● TASK INSTRUCTIONS: Please reproduce the entries below, renaming "Note to the class" to "Note to the group" wherever it occurs and leaving everything else unchanged.

● Dataset excerpt:
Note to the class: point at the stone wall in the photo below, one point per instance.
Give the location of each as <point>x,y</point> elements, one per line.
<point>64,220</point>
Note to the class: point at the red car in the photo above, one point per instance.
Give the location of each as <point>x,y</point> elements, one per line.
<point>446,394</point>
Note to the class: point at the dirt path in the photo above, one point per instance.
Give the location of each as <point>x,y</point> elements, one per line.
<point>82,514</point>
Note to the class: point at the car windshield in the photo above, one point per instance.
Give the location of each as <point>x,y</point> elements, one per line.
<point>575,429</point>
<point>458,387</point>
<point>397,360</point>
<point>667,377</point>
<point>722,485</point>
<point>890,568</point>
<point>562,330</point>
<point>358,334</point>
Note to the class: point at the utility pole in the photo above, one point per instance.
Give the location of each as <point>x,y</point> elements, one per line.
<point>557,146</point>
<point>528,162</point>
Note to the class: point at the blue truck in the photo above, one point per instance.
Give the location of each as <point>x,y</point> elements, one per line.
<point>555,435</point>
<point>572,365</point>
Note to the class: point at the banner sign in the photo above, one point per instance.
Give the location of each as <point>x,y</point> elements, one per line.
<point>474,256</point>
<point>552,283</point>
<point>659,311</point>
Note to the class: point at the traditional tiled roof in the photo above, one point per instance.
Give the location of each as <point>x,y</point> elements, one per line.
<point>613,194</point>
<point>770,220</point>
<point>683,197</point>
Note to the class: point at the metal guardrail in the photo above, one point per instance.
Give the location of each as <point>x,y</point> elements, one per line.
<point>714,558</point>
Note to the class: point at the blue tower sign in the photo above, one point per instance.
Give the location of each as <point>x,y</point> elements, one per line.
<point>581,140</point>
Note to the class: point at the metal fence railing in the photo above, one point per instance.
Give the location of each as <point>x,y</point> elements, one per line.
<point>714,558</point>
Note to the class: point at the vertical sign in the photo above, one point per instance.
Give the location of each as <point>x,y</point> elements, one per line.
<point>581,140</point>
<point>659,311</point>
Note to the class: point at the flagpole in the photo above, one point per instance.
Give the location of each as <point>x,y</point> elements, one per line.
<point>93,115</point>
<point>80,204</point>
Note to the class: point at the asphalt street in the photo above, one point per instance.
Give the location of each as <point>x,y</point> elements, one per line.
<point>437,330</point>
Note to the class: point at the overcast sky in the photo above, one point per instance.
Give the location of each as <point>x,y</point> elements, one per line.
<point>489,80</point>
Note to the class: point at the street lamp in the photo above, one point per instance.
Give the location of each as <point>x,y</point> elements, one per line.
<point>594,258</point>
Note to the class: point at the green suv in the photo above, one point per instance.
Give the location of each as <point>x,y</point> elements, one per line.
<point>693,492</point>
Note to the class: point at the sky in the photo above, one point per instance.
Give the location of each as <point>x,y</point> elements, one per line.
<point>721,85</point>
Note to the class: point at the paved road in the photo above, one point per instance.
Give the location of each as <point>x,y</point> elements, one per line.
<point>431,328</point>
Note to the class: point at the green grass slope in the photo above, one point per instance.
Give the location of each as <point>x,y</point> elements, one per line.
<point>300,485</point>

● WORKED ANSWER:
Note to the group: point at the stone wall in the photo below, one point per instance.
Give the location of each as <point>x,y</point> elements, one per line.
<point>64,220</point>
Note to the group: point at the red car in the photo above, one point per instance.
Give the location of each as <point>x,y</point> elements, one per line.
<point>446,394</point>
Note to the group: point at the dirt path in the photo above, one point per instance.
Give the location of each as <point>x,y</point> elements, one per line.
<point>82,514</point>
Note to the group: point at the car windshield in the photo above, one point per instance.
Give the location of each as <point>x,y</point> elements, one per line.
<point>575,429</point>
<point>458,387</point>
<point>397,360</point>
<point>667,377</point>
<point>722,485</point>
<point>890,568</point>
<point>562,330</point>
<point>358,334</point>
Note to the group: point at the utility pole in the photo above, one point per instance.
Give the location of each as <point>x,y</point> elements, one per line.
<point>557,146</point>
<point>528,162</point>
Note to the group: point at the blue truck in the photo above, one point per instance.
Give the location of each as <point>x,y</point> elements, one per line.
<point>555,435</point>
<point>572,365</point>
Note to the group: point at the banner sign in the photo above, one point per instance.
Give the location of each as <point>x,y</point> elements, one per line.
<point>474,256</point>
<point>552,283</point>
<point>659,311</point>
Note to the group: point at the traditional tiled roof in the photo above, one point per instance.
Give the location of each as <point>x,y</point> elements, one per line.
<point>613,194</point>
<point>770,220</point>
<point>683,197</point>
Note to the group: point at the metal guardrail in the photo above, one point per instance.
Give the location of each as <point>x,y</point> elements, one per line.
<point>714,558</point>
Note to the group: point at the blue tower sign in the photo above, one point per instance.
Give the location of each as <point>x,y</point> elements, one per line.
<point>581,140</point>
Note to the group: point at the metal fence railing in the photo above, one point per instance.
Give the location of each as <point>x,y</point> elements, one per line.
<point>714,558</point>
Note to the group: point at the vertical sign in the photo above, one point per instance.
Give the location of each as <point>x,y</point> elements, one per line.
<point>581,140</point>
<point>659,311</point>
Note to the group: point at the flagpole in the photo above, one point per instance.
Give the location of each as <point>x,y</point> elements, one per line.
<point>93,115</point>
<point>80,204</point>
Note to the group: point at the asphalt street in the photo above, one point per instance.
Give the location of each as <point>x,y</point> elements, one per line.
<point>437,330</point>
Note to the group: point at the overcast sky in the photo above, one point per instance.
Give the location of each as <point>x,y</point> elements, one per line.
<point>489,80</point>
Note to the group: point at the street lamp in the photo above, one point per instance.
Give the location of each as <point>x,y</point> elements, one per line.
<point>594,258</point>
Note to the group: point at the green suv in the photo above, one point per instance.
Give the location of each as <point>x,y</point> elements, one per line.
<point>693,492</point>
Note to the group: point at the sky in the photo above, one point per instance.
Give the location of each as <point>x,y</point> elements, one per line.
<point>721,85</point>
Note to the group: point at the paved road in the photo above, one point per instance.
Give the location of each as <point>x,y</point> elements, one per line.
<point>431,328</point>
Note to the group: point at the green grass slope in the photo above, one point per instance.
Give the location of each as <point>x,y</point> elements, one per line.
<point>300,485</point>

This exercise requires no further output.